» Stored data:
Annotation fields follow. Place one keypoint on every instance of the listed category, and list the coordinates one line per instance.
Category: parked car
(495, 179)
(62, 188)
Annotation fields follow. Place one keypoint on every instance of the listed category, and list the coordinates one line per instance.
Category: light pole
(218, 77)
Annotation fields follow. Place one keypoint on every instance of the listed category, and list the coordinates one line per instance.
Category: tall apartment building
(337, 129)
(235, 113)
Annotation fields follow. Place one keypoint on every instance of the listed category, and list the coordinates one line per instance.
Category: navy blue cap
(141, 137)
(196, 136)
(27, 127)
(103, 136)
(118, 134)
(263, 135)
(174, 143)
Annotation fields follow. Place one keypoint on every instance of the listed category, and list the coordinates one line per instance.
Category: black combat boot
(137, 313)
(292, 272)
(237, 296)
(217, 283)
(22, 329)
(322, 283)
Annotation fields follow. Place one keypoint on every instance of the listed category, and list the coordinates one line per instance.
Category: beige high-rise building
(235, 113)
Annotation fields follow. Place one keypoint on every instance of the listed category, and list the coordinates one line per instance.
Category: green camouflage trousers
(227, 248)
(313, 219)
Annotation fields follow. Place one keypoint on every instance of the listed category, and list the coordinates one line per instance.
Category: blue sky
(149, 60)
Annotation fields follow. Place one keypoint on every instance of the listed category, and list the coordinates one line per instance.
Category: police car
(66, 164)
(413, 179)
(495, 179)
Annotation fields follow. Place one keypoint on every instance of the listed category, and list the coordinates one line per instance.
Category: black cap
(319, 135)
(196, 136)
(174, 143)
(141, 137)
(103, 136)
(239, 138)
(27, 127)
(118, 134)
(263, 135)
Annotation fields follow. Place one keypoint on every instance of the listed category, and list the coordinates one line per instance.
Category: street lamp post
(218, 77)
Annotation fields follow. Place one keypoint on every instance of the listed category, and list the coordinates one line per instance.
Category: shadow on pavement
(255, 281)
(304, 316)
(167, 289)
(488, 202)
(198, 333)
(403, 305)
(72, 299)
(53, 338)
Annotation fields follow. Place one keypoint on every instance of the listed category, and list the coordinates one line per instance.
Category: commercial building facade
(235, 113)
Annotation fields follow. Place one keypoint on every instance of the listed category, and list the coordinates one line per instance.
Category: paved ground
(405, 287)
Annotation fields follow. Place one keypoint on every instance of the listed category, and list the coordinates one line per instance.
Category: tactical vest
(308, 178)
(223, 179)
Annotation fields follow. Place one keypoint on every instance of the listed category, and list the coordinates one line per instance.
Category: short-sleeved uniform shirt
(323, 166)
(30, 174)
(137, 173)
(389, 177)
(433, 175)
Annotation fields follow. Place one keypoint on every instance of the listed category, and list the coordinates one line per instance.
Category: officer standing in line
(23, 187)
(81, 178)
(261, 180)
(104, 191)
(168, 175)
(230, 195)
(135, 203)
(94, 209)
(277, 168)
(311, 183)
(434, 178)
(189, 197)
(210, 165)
* * *
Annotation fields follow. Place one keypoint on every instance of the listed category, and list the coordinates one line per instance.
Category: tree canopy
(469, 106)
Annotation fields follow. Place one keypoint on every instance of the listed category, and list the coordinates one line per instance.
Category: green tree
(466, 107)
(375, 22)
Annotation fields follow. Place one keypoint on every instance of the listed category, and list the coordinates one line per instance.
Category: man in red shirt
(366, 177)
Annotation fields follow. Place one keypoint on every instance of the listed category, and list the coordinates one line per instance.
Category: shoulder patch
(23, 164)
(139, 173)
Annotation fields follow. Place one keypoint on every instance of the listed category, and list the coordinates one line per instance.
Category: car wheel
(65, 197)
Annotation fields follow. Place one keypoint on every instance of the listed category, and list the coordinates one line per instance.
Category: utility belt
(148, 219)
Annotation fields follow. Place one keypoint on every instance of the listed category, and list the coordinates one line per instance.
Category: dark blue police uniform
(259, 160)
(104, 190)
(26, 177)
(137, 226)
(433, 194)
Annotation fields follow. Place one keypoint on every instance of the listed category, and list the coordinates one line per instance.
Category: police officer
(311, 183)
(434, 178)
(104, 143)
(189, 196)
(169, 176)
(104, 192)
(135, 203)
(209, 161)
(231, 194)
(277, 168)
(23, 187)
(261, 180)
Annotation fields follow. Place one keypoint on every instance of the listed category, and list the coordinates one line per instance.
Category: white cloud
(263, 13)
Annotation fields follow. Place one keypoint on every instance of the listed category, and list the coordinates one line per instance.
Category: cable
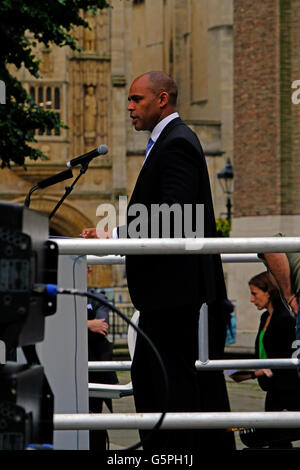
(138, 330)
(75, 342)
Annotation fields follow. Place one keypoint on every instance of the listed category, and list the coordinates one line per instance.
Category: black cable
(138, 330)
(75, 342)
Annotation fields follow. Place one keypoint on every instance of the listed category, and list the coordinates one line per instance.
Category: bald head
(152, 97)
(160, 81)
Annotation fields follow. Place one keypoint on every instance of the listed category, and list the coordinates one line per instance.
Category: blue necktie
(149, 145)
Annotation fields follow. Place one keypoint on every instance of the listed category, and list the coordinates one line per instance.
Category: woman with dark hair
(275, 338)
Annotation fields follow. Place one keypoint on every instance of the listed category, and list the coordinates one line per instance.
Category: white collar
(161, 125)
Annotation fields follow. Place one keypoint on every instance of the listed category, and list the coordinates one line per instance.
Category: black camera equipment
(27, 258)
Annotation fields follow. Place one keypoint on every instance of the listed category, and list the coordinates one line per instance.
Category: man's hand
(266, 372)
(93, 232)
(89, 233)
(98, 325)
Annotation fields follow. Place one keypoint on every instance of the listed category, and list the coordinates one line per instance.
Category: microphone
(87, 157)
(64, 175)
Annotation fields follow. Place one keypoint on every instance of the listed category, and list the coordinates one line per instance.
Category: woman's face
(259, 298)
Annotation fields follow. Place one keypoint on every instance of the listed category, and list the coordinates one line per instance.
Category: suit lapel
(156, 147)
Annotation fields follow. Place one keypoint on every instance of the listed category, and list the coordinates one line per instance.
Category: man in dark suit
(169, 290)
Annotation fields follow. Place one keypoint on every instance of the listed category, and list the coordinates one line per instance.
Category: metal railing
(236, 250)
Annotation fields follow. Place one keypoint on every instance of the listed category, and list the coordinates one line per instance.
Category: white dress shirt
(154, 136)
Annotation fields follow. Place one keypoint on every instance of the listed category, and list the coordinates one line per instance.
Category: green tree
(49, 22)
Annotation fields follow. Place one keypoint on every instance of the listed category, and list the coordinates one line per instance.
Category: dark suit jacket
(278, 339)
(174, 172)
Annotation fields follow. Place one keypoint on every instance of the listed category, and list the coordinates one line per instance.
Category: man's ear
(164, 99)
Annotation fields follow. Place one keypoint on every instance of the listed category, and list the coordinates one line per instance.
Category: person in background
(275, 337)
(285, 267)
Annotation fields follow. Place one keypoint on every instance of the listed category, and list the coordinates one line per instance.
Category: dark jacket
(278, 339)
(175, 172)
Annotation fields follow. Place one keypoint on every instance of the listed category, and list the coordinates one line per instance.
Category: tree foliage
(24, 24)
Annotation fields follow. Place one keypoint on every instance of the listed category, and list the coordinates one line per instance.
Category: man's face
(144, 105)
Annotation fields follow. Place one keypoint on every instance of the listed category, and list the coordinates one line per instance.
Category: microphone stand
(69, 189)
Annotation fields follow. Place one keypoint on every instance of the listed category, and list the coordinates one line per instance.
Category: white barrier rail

» Task statement: Output the lines above between the one holding "Category: tree foliage" and the one holding "Category: white barrier rail", inclusive, with nothing before or after them.

» Your solution:
Category: tree foliage
(24, 24)
Annotation fields follow. Place one keypoint on every instance of the listed category, and list the coordinates one line per instance.
Category: man's face
(144, 105)
Annotation fields follow. Place one keypoint on every instance of the listed category, and list the coordinates one line per instance.
Category: microphone stand
(69, 189)
Annotation fields follow. Place one keypoint on every instance of the listed category, and list the coordinates one line per instance.
Category: white barrier rail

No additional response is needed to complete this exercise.